%%

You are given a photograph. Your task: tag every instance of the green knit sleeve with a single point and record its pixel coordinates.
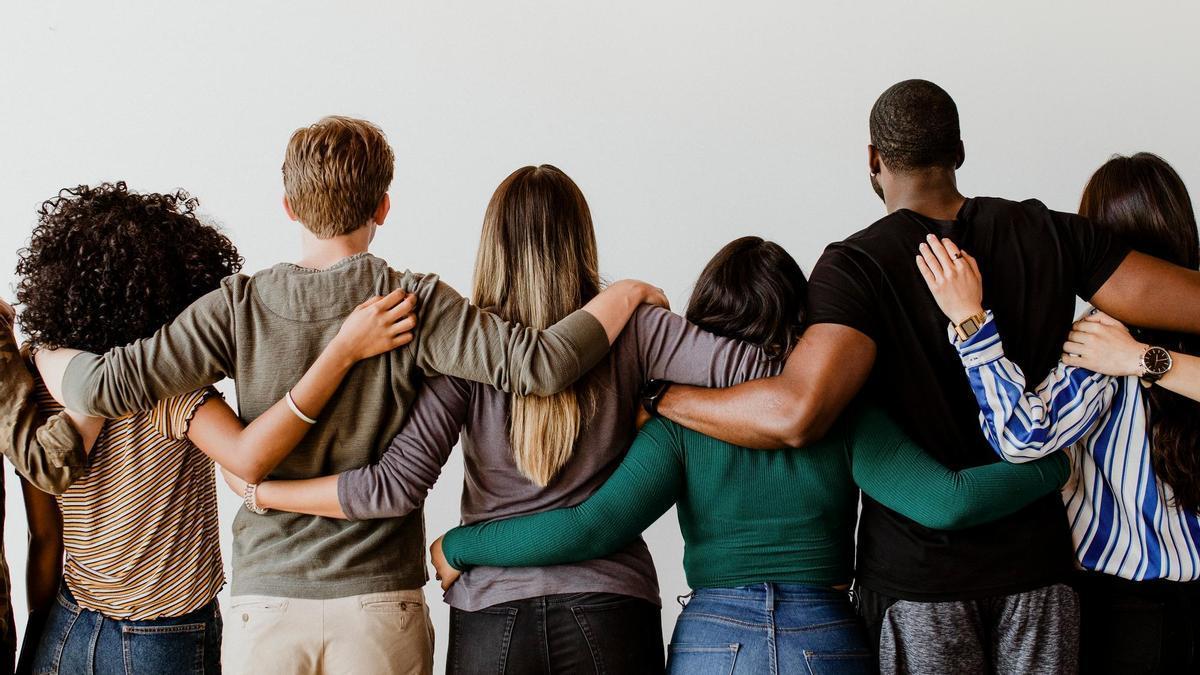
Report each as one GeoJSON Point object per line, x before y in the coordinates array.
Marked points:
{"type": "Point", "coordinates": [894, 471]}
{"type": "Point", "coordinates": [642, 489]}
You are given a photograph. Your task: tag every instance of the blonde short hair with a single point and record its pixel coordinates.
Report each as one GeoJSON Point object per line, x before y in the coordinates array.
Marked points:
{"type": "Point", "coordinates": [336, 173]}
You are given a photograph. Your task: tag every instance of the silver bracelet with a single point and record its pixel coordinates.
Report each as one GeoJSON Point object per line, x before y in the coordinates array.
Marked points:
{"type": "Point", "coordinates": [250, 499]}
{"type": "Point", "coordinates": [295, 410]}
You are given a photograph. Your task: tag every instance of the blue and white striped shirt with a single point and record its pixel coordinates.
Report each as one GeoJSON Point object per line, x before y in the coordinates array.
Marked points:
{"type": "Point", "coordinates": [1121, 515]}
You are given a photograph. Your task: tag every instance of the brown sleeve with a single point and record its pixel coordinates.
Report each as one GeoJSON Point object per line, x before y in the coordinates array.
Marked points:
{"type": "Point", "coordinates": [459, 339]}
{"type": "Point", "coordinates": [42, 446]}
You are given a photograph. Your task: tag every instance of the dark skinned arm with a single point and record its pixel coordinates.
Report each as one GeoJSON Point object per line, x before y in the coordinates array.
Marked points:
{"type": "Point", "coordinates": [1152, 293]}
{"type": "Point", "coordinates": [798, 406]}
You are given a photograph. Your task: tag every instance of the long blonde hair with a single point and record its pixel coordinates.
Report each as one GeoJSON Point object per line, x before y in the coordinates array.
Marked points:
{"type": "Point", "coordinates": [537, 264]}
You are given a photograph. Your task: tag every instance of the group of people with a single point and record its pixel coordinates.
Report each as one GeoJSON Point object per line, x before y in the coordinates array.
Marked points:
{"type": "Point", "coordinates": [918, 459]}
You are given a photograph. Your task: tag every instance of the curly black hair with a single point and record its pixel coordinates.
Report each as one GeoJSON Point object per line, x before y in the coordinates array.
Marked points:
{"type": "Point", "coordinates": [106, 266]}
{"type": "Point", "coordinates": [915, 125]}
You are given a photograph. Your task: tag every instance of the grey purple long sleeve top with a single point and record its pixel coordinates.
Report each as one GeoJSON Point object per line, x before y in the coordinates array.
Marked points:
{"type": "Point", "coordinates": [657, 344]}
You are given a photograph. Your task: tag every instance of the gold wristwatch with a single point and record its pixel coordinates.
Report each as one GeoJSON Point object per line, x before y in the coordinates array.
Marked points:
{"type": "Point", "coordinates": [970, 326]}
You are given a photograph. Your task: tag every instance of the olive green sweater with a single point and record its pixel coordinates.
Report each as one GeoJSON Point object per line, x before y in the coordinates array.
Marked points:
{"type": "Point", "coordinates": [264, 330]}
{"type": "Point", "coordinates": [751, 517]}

%%

§ The task: Can you pull out every row above verbatim, leaving the pictures out?

§ Task response:
You are given a photograph. Your task: tag every instance of the green knit sleeve with a single point and record its pixel coordinates.
Report each as one GeoJSON Point object per line, x before y in the coordinates array.
Marked points:
{"type": "Point", "coordinates": [894, 471]}
{"type": "Point", "coordinates": [642, 489]}
You are given a photograph. Your task: tag every instance of the blonde short hair with a single point and record its pixel coordinates.
Report each as one GeoJSON Point object per line, x before y in the coordinates array.
Marked points:
{"type": "Point", "coordinates": [336, 173]}
You are given a photograph. Your task: tag every instance of the silver bracelet with a single point and record its pixel coordinates.
Report each as one GeoJSON Point object per line, x before y in the coordinates array.
Marked points:
{"type": "Point", "coordinates": [250, 499]}
{"type": "Point", "coordinates": [295, 410]}
You are given a photograph. Your task: tag every instance of the blue and white striped shirt with a single point and record its pixel coordinates.
Report each as one GeoJSON Point object per line, x before y in the coordinates array.
Marked points:
{"type": "Point", "coordinates": [1121, 515]}
You are given a photograph. Your task: tag every instance of the brown sleeve with a single point and record its pixel coordinates.
Report each as one GeoJSON Point object per line, x before y in the coordinates array.
Marked points:
{"type": "Point", "coordinates": [459, 339]}
{"type": "Point", "coordinates": [42, 446]}
You are given a photograph. Your task: tag every instance of the dark skinned arm with a single point and record its pixel coordinates.
Report each as one GeoJSON Point object per line, x before y in the coordinates array.
Marked points:
{"type": "Point", "coordinates": [1152, 293]}
{"type": "Point", "coordinates": [798, 406]}
You are given a photograph. Your task: tag every instance of the long blonde hair with a single point and record its pixel coordinates.
Report each as one GeoJSON Point object per line, x before y in the coordinates array.
Marked points:
{"type": "Point", "coordinates": [537, 264]}
You are given a photograph. Your task: tag every instance of the group of people with a single point and record its pixel coordinates.
Report each as one GeoJSON Point object per line, x before y in the coordinates array.
Marked points:
{"type": "Point", "coordinates": [918, 459]}
You are given a photograph. Your task: tag every instance of the curly black hair with a single point and record its pixel coordinates.
Report each as one GeoJSON Point object per line, x before y in the coordinates array.
Marked points:
{"type": "Point", "coordinates": [106, 266]}
{"type": "Point", "coordinates": [915, 125]}
You are given a photograph. Your task: tag every instance of the grey purple long sleeve top with a single point and record its pixel coordinates.
Report each as one GeoJSON Point object per line, x before y in the coordinates array.
Marked points:
{"type": "Point", "coordinates": [657, 344]}
You are given a photograph. Your task: tag every instance of the gold wristwatch with a single point and record its pixel coordinates.
Report each as one GeoJSON Point object per line, x before y in the coordinates array.
Marked points:
{"type": "Point", "coordinates": [970, 326]}
You are given a photograph. Your task: tag every instance of the olive green sweater with a single point and record its pixel coordinates.
Report each as one GeoJSON Point object per line, x before y in the coordinates array.
Marked points:
{"type": "Point", "coordinates": [264, 330]}
{"type": "Point", "coordinates": [751, 517]}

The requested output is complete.